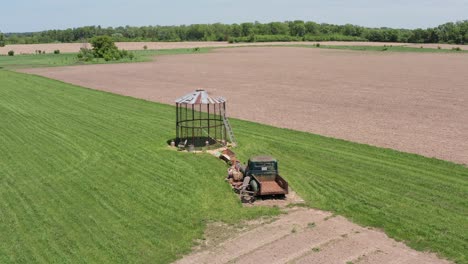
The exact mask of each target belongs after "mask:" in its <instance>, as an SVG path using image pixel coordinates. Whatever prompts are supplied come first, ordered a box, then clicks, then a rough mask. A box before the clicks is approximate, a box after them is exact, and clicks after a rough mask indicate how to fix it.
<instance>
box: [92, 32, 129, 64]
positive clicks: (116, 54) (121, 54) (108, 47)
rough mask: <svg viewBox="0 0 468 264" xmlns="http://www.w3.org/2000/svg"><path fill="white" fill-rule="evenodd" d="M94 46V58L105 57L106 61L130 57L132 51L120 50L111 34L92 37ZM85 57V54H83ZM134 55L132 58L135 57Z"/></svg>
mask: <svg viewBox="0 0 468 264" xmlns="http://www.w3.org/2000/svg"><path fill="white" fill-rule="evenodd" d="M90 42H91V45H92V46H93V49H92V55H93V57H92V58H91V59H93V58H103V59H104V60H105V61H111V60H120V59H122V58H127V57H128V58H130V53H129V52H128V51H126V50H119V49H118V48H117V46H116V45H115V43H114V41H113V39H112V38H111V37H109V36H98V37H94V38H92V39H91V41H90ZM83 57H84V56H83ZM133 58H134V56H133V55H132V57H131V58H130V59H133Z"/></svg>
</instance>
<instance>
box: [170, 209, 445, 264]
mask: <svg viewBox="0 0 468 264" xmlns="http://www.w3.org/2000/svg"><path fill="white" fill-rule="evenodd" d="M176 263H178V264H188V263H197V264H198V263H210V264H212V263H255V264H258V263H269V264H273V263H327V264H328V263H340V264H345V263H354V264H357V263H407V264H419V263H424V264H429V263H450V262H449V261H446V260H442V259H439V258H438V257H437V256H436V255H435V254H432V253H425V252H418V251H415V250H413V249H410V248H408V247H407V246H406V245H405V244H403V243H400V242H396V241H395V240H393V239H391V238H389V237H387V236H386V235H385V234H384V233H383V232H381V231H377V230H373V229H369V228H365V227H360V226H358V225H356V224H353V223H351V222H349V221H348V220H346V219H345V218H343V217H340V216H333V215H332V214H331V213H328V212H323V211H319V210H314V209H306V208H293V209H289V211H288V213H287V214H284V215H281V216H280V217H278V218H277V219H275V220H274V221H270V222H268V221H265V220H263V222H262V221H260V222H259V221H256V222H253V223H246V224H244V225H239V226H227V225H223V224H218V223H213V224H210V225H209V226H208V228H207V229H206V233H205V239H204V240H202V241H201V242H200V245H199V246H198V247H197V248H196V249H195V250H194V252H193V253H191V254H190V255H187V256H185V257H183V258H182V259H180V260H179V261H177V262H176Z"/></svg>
----------------------------------------
■ **EXERCISE**
Convert everything from the start of the lines down to the line containing "rough mask: <svg" into a Markdown table with the columns Row and Line, skipping blank lines and leaving out the pictures.

■ **OUTPUT BELOW**
| Row | Line |
|---|---|
| 1 | The exact mask of each target belongs after "mask:" in its <instance>, as an SVG path using image pixel coordinates. Whatever prompts are supplied come first, ordered a box, then clicks, then a rough mask. A box before the clicks is approximate, a box after them is exact, and clicks after a rough mask indicate how to fix it. |
| 2 | <instance> |
| 3 | box: [92, 32, 129, 64] |
| 4 | positive clicks: (116, 54) (121, 54) (108, 47) |
| 5 | rough mask: <svg viewBox="0 0 468 264" xmlns="http://www.w3.org/2000/svg"><path fill="white" fill-rule="evenodd" d="M94 46V58L105 57L106 61L130 57L132 51L120 50L111 34L92 37ZM85 57V54H83ZM134 55L132 58L135 57Z"/></svg> |